* _GIVEN PASSAGE_:
- - -

ROS can transiently alter the N-terminal region of albumin and increase the concentration of IMA. Thus, serum IMA provides an ideal marker to assess ischaemia and therefore the risk of CVD as well [1820]. Moreover, several studies have shown an increase in IMA during noncardiac oxidative stress conditions, such as chronic kidney disease, systemic sclerosis, and Alzheimer’s disease [25, 3639].

Our patients with OSAS had higher serum IMA concentrations than the control group. However, in the former, 3 months of CPAP therapy resulted in a significant decrease in serum IMA concentrations. Moreover, the circulating IMA concentration correlated positively with the serum CRP concentration. In contrast, Ozben et al. measured serum IMA concentrations in OSAS patients [30] and did not find a significant relation between IMA and OSAS. However, Yang et al. [31] reported higher IMA values in OSAS patients than in control subjects. Our study differed from these studies [30, 31] with respect to the study population, methodology (duration of CPAP therapy), and exclusion criteria. The patients of Yang et al. had mild OSAS; OSAS was classified according to AHI, and the presence of ischaemic diseases was not excluded. Among our patients, serum IMA concentrations were higher in those with OSAS than in the controls. Moreover, IMA correlated positively with the AHI, desaturation index, ESS, and CRP and negatively with the mean SaO2. However, Yang et al. found a positive correlation only between IMA and AHI, but not between IMA and other variables that characterise OSAS patients [31].

CPAP therapy prevents the narrowing and collapse of the soft tissue of the upper airway during sleep and thus improves OSAS-associated hypoxia/reoxygenation, sympathetic activity, inflammation, and the resulting consequences [40, 41]. Serum IMA concentrations decreased in the 9 OSAS patients of Yang et al. after 4 weeks of CPAP therapy [31] and in our OSAS patients after 3 months of CPAP therapy. Taken together, these results show that a change in IMA concentrations is a valuable predictor in OSA treatment monitoring.

As an indicator of a systemic inflammatory response, CRP is a significant marker of inflammation. Elevated CRP concentrations were measured in our patients with OSAS, but the precise mechanisms underlying the relationship between CRP and OSAS are not fully understood [8]. Furthermore, whether or not CPAP therapy has an effect on CRP concentrations is controversial, as some studies have shown a favourable outcome [42, 43], but others found no significant change [44, 45]. In our study, serum CRP concentrations decreased significantly following CPAP therapy for OSAS.

OSAS increases the serum concentrations of IMA independent of age, sex, BMI, smoking habit, and cardiovascular disease. The serum IMA cut-off value for OSAS in our study was 0.467 ABSU; a value above this concentration was an independent predictor of OSAS.

Our study had several limitations. In addition to the small sample size, we included patients without coronary artery disease, even though it is not uncommon in OSAS. Individuals in the control and OSAS groups were examined for the presence of cardiac disease based on their medical history, blood pressure values, a physical examination, and electrocardiography, but they did not undergo specific tests of cardiac function. Consequently, in both the control and the OSAS group, asymptomatic coronary artery disease may have gone undetected. Finally, a major limitation of the study was the limited number of patients who underwent CPAP therapy and were then followed longitudinally.

5. Conclusion

The present study showed that serum IMA concentrations are higher in OSAS patients than in healthy subjects but decrease significantly in the former with effective CPAP therapy. We therefore recommend the use of increased serum IMA concentrations as an independent predictive marker of the presence and severity of OSAS as well as its reversal in patients who respond to CPAP.

Conflict of Interests

None of the authors has any conflict of interests regarding this study.

- - -

* _DATA LISTING_:
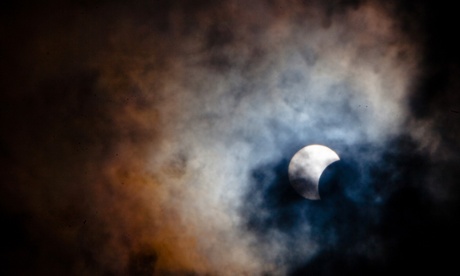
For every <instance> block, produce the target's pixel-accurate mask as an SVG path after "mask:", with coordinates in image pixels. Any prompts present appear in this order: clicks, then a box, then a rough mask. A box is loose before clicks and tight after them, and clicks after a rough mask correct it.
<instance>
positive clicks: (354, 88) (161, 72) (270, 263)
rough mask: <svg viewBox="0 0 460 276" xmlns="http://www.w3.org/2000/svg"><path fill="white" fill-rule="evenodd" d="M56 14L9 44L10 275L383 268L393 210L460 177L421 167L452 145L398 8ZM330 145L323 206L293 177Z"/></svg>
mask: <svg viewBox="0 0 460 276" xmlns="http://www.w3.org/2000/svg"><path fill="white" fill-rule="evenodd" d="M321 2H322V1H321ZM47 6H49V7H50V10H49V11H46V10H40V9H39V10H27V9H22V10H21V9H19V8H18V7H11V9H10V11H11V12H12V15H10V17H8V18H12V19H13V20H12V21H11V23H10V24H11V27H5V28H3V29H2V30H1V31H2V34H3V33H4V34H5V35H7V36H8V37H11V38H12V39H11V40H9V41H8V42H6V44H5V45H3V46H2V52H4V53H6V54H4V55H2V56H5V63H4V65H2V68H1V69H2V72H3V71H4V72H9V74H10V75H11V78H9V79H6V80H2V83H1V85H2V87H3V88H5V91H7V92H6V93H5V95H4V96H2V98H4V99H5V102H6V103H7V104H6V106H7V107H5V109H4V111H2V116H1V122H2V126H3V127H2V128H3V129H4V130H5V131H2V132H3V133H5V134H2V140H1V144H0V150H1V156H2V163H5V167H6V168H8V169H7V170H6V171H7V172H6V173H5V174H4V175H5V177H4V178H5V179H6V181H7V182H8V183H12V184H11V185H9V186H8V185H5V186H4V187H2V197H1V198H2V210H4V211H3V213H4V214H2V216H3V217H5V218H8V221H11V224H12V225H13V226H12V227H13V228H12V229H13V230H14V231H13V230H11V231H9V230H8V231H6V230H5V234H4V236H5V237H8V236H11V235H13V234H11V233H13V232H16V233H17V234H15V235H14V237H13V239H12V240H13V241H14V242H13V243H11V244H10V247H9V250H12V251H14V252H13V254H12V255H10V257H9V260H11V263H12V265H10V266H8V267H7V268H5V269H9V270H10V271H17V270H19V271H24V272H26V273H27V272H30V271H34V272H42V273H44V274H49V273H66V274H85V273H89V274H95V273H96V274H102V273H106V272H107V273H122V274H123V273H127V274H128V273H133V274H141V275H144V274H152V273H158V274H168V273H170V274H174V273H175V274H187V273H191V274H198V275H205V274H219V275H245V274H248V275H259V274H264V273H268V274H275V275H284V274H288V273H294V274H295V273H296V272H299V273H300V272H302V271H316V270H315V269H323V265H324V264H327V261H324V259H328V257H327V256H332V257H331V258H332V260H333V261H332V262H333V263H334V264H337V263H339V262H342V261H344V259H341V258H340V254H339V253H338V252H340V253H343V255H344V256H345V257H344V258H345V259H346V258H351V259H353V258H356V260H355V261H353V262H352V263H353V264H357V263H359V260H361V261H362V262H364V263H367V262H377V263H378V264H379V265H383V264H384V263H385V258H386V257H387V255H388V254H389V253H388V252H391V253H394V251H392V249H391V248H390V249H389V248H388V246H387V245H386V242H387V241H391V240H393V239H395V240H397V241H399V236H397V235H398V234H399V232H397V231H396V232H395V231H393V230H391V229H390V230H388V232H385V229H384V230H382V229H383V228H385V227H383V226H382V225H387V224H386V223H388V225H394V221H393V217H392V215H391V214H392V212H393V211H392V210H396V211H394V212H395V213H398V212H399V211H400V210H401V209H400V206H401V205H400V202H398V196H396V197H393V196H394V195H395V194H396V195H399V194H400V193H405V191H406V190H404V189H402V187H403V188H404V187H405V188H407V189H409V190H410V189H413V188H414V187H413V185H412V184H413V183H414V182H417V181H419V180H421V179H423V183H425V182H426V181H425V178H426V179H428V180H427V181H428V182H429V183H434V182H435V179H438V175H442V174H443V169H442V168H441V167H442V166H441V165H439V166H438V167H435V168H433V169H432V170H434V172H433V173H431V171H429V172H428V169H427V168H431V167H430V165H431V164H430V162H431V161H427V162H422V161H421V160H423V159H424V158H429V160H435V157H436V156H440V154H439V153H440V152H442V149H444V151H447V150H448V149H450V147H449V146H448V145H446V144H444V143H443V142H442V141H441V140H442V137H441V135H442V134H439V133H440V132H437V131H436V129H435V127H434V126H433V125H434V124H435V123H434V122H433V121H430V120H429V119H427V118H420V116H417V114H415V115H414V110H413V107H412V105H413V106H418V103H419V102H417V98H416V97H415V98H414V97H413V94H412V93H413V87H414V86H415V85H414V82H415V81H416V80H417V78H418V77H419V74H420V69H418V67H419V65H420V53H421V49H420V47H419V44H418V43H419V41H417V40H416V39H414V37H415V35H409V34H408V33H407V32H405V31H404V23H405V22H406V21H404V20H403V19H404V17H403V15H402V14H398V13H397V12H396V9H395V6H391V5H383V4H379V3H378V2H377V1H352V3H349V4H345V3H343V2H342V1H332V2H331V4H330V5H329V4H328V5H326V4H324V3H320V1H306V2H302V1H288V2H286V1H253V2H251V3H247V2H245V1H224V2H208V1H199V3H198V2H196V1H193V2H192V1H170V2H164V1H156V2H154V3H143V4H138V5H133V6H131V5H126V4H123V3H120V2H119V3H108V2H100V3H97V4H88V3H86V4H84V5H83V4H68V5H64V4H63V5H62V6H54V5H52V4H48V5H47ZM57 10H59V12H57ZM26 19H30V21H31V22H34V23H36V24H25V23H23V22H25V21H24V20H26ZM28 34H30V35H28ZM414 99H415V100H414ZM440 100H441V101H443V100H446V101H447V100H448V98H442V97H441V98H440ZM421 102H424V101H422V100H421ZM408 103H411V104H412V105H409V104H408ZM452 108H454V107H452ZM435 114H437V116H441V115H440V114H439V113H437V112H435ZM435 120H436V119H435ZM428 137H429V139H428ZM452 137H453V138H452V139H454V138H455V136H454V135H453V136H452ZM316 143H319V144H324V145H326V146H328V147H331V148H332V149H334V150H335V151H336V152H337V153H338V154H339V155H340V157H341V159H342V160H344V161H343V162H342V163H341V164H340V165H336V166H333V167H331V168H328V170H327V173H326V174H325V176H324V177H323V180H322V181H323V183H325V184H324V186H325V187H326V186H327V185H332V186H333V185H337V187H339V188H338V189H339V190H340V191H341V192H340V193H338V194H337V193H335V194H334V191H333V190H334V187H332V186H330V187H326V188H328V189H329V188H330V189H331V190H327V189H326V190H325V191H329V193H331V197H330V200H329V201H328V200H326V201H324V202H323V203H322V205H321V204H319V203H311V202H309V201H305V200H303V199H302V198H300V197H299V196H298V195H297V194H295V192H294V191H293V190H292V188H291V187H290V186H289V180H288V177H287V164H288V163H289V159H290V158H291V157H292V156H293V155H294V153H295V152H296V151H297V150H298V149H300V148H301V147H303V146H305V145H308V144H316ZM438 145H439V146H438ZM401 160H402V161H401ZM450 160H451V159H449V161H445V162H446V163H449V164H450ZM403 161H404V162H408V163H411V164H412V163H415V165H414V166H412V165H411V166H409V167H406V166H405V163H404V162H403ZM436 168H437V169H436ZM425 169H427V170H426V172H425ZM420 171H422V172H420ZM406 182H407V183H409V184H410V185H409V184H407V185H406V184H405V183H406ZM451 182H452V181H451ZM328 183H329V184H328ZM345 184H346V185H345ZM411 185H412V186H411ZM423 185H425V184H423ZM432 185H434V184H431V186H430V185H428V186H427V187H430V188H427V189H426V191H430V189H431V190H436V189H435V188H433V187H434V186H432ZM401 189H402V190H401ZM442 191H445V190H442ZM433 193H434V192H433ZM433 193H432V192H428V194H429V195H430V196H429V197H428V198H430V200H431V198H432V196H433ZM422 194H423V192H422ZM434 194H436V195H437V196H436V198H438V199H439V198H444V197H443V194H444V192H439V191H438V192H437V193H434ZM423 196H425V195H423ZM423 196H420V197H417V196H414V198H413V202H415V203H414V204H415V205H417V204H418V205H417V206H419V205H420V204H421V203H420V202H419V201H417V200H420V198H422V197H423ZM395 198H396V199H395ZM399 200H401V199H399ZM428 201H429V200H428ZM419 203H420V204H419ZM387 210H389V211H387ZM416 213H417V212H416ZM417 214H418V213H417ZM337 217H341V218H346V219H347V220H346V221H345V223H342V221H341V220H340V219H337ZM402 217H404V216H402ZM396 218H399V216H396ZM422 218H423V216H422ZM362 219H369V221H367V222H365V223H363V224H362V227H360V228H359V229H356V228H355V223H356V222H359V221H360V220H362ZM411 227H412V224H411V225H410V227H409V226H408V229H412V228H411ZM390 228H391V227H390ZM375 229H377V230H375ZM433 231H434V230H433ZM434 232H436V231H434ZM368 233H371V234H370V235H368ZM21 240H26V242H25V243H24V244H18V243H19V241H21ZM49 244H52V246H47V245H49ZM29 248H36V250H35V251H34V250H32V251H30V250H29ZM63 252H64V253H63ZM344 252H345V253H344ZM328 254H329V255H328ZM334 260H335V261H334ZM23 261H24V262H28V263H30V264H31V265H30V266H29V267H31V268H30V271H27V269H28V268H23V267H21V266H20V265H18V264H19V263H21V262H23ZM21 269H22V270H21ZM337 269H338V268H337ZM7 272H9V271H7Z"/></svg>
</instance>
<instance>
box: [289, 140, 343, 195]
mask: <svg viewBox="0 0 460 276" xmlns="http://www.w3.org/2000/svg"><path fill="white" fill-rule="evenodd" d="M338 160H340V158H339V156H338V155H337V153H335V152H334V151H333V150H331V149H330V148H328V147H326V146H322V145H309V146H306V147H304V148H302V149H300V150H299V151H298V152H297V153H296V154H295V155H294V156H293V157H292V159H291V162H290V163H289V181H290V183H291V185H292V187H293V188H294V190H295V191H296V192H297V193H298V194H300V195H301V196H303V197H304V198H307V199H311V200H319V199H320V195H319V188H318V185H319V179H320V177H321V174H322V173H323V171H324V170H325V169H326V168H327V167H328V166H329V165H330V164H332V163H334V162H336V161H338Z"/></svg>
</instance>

- - -

* _WHAT THIS EXERCISE ASKS_:
(A) Say whether each statement agrees with the passage on IMA and OSAS. Answer yes or no for each one and quote the words of the passage that decide it. (i) The patients in this study received CPAP therapy for 3 months. (ii) Yang et al. found that IMA correlated with the desaturation index. (iii) Participants underwent specific tests of cardiac function.
(B) Reproduce the passage on IMA and OSAS word for word between "5. Conclusion" and "regarding this study.", inclusive.

* _ANSWERS BELOW_:
(A)
(i) Yes: "in the former, 3 months of CPAP therapy resulted in a significant decrease in serum IMA concentrations"
(ii) No: "Yang et al. found a positive correlation only between IMA and AHI, but not between IMA and other variables that characterise OSAS patients"
(iii) No: "but they did not undergo specific tests of cardiac function"

(B)
5. Conclusion

The present study showed that serum IMA concentrations are higher in OSAS patients than in healthy subjects but decrease significantly in the former with effective CPAP therapy. We therefore recommend the use of increased serum IMA concentrations as an independent predictive marker of the presence and severity of OSAS as well as its reversal in patients who respond to CPAP.

Conflict of Interests

None of the authors has any conflict of interests regarding this study.